### Arbeitsauftrag
Setzen Sie den Text über die Kritik an „Werk ohne Autor“ im Anschluss an seinen letzten Satz fort.

Womit lässt sich das Ausmaß der Kritik an Werk ohne Autor erklären?
Vier Thesen:
- Florian Henckel von Donnersmarck macht es einem mit seinen vollmundigen Ausführungen und Interpretationen zu seinem Werk und seinen teilweise peinlichen Auftritten (vgl. Rüdiger Suchslands Film ohne Form: Überlegungen zur Rezeption des neuen Donnersmarck-Films) nicht leicht, seinen Film unvoreingenommen anzuschauen.

Gespeicherte Datensätze:
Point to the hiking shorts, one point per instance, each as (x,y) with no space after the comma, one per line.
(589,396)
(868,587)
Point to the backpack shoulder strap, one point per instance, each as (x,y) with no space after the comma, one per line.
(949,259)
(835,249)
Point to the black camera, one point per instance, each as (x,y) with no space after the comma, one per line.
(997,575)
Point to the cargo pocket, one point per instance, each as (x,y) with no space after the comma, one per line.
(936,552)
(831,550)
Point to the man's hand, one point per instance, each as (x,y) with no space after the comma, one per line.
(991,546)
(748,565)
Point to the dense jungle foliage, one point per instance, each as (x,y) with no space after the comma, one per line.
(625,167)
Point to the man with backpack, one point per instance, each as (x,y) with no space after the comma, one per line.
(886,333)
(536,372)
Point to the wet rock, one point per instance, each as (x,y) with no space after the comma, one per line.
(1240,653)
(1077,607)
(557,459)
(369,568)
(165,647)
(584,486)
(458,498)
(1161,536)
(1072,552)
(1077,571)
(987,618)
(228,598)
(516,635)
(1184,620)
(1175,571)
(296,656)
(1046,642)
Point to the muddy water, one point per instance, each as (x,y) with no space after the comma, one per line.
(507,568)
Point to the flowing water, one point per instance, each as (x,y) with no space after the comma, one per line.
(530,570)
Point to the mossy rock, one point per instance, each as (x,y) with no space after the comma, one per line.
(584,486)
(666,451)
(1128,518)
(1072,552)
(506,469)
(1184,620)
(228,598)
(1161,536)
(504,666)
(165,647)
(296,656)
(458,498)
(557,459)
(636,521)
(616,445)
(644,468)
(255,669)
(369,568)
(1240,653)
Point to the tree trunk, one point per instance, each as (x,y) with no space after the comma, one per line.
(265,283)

### Antwort zur Aufgabe
- Filme, die zumindest teilweise in der NS-Zeit spielen, werden mit Argusaugen beobachtet. Hier muss alles übergenau recherchiert sein und politisch korrekt in Szene gesetzt. So wird aus der Parallelführung der Ermordung der Tante des Protagonisten in der Gaskammer und dem Luftangriff auf Dresden ein politisches Statement der Relativierung der Naziverbrechen abgeleitet, welches die eng am biografischen Einzelschicksal orientierte Handlung meines Erachtens überhaupt
nicht nahelegt. Hier wird eine fiktive Geschichte erzählt. Dies ist keine historische Dokumentation. Oder dem Regisseur werden unbewusste Sympathien für den NS-Arzt Seeband (gespielt von Sebastian Koch) unterstellt, weil er angeblich »das Hart-Maskuline in Seeband zelebriert«. Beatrice Behns Kritik erscheint aufgrund der restlos negativ dargestellten
Filmfigur dabei fast böswillig. Vielleicht sollte deutschen Regisseuren etwas mehr historische Freiheit à la Tarantinos Inglourious Basterds zugestanden werden, sonst bekommen wir bald nur noch Dokumentarfilme zu sehen.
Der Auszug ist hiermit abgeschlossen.